START Data section
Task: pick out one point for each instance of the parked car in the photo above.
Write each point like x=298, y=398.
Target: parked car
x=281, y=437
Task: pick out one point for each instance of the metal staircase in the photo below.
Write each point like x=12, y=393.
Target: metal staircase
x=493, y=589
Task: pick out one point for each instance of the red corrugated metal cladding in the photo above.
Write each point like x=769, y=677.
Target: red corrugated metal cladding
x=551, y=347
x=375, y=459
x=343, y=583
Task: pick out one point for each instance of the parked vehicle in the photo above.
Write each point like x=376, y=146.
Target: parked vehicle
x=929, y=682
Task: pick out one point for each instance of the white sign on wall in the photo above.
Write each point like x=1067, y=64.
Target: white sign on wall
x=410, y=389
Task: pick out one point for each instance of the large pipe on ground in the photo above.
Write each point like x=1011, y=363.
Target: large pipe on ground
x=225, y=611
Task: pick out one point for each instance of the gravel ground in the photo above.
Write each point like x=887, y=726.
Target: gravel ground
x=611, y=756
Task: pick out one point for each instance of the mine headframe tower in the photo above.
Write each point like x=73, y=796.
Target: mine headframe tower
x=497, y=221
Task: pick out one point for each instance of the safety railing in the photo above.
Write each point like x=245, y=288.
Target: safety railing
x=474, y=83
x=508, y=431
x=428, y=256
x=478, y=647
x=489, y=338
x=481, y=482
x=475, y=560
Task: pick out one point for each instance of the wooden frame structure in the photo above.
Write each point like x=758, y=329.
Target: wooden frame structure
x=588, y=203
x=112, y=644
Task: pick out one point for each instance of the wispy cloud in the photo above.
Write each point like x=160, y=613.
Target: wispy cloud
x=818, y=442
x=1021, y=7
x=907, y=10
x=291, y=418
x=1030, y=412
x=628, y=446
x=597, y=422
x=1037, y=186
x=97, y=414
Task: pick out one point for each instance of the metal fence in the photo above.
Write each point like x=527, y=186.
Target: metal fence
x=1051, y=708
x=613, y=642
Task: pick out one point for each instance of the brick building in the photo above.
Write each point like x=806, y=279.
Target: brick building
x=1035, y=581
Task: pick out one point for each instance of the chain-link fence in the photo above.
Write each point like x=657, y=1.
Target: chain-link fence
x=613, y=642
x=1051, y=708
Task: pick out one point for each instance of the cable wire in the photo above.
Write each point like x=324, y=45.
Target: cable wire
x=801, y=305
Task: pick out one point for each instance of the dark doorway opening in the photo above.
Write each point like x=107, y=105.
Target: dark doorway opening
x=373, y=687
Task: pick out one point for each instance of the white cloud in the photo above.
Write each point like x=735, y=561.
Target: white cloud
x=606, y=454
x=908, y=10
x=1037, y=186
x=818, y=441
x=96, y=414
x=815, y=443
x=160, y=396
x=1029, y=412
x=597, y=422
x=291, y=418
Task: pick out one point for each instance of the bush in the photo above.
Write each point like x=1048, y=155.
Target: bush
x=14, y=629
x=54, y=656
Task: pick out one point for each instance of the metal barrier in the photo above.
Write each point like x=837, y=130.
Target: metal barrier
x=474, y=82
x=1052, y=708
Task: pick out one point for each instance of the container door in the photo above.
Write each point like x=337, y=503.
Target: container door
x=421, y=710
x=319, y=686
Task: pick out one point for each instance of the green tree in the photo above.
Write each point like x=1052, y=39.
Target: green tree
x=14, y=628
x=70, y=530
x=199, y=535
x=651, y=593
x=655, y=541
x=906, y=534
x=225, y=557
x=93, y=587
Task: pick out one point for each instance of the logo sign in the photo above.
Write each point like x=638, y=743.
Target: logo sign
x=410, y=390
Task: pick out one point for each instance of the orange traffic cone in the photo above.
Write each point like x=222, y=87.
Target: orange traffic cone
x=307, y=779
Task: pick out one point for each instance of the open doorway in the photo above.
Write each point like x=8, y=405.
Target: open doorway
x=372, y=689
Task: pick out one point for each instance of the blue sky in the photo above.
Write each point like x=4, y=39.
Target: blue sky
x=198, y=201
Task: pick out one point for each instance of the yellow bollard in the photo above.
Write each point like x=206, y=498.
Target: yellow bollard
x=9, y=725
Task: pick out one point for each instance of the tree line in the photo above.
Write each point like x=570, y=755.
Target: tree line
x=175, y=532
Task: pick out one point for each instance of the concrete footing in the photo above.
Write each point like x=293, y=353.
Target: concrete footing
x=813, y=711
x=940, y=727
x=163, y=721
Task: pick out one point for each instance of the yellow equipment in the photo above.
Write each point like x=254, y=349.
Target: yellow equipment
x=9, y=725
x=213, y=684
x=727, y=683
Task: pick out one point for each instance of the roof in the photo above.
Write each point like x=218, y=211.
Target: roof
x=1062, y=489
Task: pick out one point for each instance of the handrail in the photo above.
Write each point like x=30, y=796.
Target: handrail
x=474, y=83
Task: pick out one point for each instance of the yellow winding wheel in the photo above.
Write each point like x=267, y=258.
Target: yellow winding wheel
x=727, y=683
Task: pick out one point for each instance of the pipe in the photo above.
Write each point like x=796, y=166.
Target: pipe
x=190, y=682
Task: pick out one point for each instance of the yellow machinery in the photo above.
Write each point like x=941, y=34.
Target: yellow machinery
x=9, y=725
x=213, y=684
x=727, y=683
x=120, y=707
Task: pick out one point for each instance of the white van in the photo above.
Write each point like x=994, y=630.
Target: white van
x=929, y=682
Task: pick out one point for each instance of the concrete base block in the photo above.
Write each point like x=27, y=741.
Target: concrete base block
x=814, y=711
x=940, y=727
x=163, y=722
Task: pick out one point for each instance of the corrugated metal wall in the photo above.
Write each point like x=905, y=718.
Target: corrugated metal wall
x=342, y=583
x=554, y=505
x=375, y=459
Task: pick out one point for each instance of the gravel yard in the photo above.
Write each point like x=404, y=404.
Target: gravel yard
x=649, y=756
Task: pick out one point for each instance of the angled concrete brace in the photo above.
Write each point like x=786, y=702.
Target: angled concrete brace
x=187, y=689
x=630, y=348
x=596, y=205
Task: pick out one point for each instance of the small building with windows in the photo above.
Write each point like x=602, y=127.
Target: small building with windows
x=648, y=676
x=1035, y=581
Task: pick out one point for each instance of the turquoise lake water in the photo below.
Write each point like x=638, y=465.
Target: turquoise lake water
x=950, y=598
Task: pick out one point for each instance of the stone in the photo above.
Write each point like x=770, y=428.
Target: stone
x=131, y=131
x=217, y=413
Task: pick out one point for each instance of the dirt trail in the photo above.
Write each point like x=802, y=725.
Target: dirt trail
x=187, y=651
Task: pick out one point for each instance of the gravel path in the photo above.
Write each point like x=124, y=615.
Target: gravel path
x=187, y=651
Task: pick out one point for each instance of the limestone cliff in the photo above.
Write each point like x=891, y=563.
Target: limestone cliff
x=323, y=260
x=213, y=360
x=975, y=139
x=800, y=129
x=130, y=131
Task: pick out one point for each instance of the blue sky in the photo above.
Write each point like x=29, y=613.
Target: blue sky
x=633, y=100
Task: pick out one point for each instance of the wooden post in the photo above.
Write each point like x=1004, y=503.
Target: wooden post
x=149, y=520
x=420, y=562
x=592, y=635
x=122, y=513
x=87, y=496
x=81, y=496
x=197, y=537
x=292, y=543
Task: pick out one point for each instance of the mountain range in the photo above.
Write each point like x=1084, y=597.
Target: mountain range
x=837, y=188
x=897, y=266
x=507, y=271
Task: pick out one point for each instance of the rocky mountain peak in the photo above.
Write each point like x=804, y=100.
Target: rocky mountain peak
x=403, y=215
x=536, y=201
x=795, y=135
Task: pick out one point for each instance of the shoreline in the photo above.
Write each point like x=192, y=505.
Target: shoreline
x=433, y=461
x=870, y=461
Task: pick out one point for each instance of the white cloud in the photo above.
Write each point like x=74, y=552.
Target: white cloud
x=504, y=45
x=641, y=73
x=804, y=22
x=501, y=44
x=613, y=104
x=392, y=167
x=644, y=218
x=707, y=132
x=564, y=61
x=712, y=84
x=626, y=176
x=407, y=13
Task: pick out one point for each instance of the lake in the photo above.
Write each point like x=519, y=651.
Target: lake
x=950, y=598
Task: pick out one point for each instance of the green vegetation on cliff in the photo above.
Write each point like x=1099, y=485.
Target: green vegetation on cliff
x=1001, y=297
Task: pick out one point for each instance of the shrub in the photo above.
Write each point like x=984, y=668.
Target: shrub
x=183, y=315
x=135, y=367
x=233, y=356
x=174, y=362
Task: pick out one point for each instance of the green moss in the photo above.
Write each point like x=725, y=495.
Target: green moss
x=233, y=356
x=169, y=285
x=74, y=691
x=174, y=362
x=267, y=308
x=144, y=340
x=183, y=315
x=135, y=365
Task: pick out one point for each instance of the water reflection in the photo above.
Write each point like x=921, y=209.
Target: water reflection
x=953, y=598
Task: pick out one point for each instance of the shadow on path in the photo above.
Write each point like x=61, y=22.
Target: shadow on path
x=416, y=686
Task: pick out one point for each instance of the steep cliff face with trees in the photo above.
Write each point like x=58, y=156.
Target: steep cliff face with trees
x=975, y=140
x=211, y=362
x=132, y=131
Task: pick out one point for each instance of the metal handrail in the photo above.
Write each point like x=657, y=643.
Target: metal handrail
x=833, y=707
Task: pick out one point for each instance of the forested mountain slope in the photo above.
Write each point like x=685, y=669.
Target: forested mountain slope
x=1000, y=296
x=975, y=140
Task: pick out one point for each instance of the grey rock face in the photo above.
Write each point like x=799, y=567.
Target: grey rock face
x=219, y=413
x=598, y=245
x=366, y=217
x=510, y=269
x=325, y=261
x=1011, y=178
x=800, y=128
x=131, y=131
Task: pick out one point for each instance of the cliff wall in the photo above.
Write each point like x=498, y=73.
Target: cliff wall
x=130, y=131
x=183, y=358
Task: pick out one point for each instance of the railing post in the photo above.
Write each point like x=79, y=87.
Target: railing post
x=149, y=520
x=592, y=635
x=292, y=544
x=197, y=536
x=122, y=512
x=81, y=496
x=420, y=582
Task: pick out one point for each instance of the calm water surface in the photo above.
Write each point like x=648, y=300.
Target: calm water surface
END Data section
— Exercise —
The string "below" may appear in lines of the entries above. Say how many such lines there are, as a number only.

— Solution —
2